→ **EXTRACT**:

⦿ CASE SUMMARY OF:
T. M. Orugbo & Anor v. Bulara Una & Ors (2002) – SC
– Fair hearing;
– In locus;
– Composition of the judge;
1. T. M. ORUGBO 2. THOMPSON ADINI (For themselves and on behalf of Ureju Community);
1. BULARA UNA;
3. EYEWUOMA EGBEYIFO;
4. WILLIE PATAMINI;
5. GEORGE PATAMINI;
6. SHOEMAKER WILLIE;
9. AMAKURO EBOSA;
10. ROBERT BRADUNU;
11. FREDERICK BULARA.
(2002) 9-10 S.C. 61;
(2002) LPELR-2778 (SC);
⦿ LEAD JUDGEMENT DELIVERED BY:
Niki Tobi, JSC.
⦿ LAWYERS WHO ADVOCATED
* FOR THE APPELLANT
– Chief Debo Akande, SAN.
* FOR THE RESPONDENT
– Mr. D. O. Okoh
⦿ FACT (as relating to the issues)
This case has passed through four courts: Koko District Customary Court, Warri Area Customary Court, Customary Court of Appeal, Asaba and the Court of Appeal, Benin Division. This is the fifth court. The plaintiffs, who are now the appellants in this court, in their Amended Claim, sought against the defendants/respondents jointly and severally for (1) a declaration of title of ownership of Olumagada, Uton-Ugboro, Ukpamaje and Abarumeji Villages in Ureju Town, (2) N100.00 general damages for trespass on the Ukpamaje land, and (3) perpetual injunction restraining the defendants, their servants and or agents from further acts of trespass upon the plaintiff’s land. The Koko District Customary Court gave judgment for the appellants.
The Warri Area Customary Court, in a majority decision, dismissed the appeal from the Koko District Customary Court. In other words, that court affirmed the decision of the Koko District Customary Court.
The Customary Court of Appeal, Asaba allowed the appeal of the appellants/defendants in that court, thereby reversing the decisions of both the Koko district Customary Court and the Warri Area Customary Court. That court ordered a trial de novo by the Warri Area Customary Court. The Court of appeal dismissed the appeal from the Customary Court of Appeal, Asaba. Akpabio, JCA., coram Nsofor and Ige, JJCA., held that the respondents were denied fair hearing at the Koko District Customary Court.
Akpabio, JCA., said at page 203 of the Record: “From all that have been said above, there can be no doubt that the defendants/respondents did not receive a fair trial at the Koko District Customary Court. Not only was the trial Court not constituted in such a way as to ensure its impartiality as required under Section 33(1) of our Constitution of 1979, there were several breaches of the rules of natural justice of audi alteram partem, nemo judex, etc. In view of the foregoing, I am of the firm view that the Customary Court of Appeal was right in setting aside the judgment of the trial court on ground of unfair hearing, and ordering a trial de novo before the Warri Area Customary Court”.

→ **DATASET**:
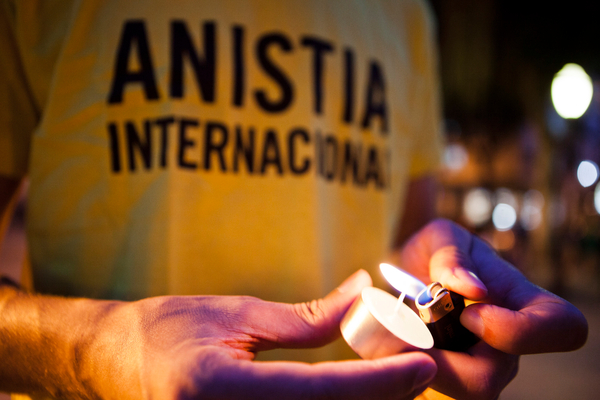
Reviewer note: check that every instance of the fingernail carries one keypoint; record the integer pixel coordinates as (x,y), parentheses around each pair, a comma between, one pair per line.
(470,277)
(350,282)
(471,320)
(425,375)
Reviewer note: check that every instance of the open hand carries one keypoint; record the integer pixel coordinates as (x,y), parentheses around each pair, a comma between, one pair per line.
(203,347)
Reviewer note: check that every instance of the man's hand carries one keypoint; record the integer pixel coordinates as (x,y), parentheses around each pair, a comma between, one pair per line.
(516,317)
(202,347)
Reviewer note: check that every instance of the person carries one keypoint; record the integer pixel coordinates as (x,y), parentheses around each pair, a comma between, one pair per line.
(186,160)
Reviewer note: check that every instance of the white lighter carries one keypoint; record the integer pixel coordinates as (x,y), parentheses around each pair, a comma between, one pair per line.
(379,324)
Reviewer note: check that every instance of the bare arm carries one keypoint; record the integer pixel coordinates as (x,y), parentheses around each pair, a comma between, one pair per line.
(189,347)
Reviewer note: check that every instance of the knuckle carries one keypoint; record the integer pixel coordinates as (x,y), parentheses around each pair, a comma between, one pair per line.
(312,312)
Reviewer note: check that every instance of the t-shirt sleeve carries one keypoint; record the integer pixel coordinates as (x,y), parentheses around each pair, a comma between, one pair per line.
(18,114)
(427,138)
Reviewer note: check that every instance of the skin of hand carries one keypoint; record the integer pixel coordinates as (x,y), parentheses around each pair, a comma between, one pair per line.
(514,317)
(190,348)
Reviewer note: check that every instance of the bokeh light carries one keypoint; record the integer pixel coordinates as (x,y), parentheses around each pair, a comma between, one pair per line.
(571,91)
(504,217)
(477,206)
(455,157)
(587,173)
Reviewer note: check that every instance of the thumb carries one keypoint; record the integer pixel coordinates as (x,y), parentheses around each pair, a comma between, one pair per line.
(314,323)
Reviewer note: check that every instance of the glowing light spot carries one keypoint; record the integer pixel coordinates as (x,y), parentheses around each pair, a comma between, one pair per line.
(477,206)
(504,195)
(504,217)
(587,173)
(531,212)
(455,157)
(571,91)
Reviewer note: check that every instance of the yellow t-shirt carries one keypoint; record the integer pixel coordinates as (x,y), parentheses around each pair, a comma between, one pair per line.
(220,147)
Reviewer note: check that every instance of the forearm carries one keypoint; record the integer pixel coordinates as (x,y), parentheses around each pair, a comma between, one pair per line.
(46,344)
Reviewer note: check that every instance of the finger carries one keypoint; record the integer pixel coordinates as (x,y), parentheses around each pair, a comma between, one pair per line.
(310,324)
(398,377)
(441,251)
(454,270)
(481,373)
(548,326)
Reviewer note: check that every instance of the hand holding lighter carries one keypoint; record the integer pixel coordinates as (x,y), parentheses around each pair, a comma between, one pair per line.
(378,324)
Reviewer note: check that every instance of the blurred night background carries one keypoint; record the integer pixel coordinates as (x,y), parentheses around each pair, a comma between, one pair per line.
(510,164)
(510,170)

→ **SET EXERCISE A**:
Answer these questions from the case summary above:
(i) Who delivered the lead judgement?
(ii) How much in general damages did the plaintiffs seek for trespass on the Ukpamaje land?
(iii) Which court did the Customary Court of Appeal, Asaba order to hold a trial de novo?
→ **SET EXERCISE B**: Write the next portion of the case summary above, starting right after its final quoted passage from Akpabio, JCA.

→ **FINAL RESULT A**:
(i) Niki Tobi, JSC.
(ii) N100.00.
(iii) The Warri Area Customary Court.

→ **FINAL RESULT B**:
Dissatisfied with the judgment of the court below, the appellants appealed to this court.
1. Whether the respondents were given a fair hearing at the trial?
⦿ ARGUMENTS OF PARTIES
* FOR THE APPELLANT
1. i. Submitted that since the trial Court was a Customary Court, rules of evidence are not strictly adhered to and that Court proceedings are conducted in an informal way as legal practitioners do not appear there.
ii. Learned Senior Advocate called the attention of the court to four decisions cited by the court below on fair hearing and argued that since all the cases are criminal cases, where the standard in favour of the accused is higher than in civil courts, they are not relevant. He also pointed out that the cases dealt with situations where the accused persons were not given a chance to have counsel or chance to conduct their defence, which was not the situation in this appeal.
*FOR THE RESPONDENT
1. i. Submitted that the Court of Appeal rightly held that the respondents were never given opportunity to reply to any of the allegations made against them by the appellants. He argued that although the cases used by the Court of Appeal are criminal cases, the principles enunciated and adumbrated are of universal application.
ii. Learned Counsel contended that the trial from which the appeal emanated is a civil trial in a Customary Court which is bound to comply with the fundamental doctrines of fair hearing.
iii. Learned Counsel submitted that an observer knowing and watching the calibre of the panelists will certainly go away with the impression that the court was not constituted in a manner as to secure its independence and impartiality. He maintained that the common law doctrine found in Constitutions and rules which forbids a judge to adjudicate over a matter in which he has a pecuniary, proprietary or filial interest is not only a good doctrine but it is also in accord with common sense.
⦿ HOLDING & RATIO DECIDENDI
[APPEAL: ALLOWED WITH COST]
1. ISSUE 1 WAS RESOLVED IN FAVOUR OF THE APPELLANT BUT AGAINST THE RESPONDENT.
i. Let me take here the issue of whether the amended claim was read, interpreted and explained in Ijaw to the respondents. Contrary to the submission of the learned Counsel for the respondents, the following is at page 8 of the Record: The motion supported by 3 paragraphs affidavit was read and explained to the defendants whereby the defendants appeared perfectly to have understood same. The spokesman of the defendants explained that he could not speak Itsekiri language perfectly well. He then appointed an interpreter, one Jonah Bunuzor, who was duly sworn as an interpreter to the defendants. I heard the motion read and explained to them. I raise no objection. Where lies the claim of learned Counsel for the respondents? I do not see it. I therefore dismiss it. The court below was in error to rely on the above in its finding that there was no fair hearing at the trial.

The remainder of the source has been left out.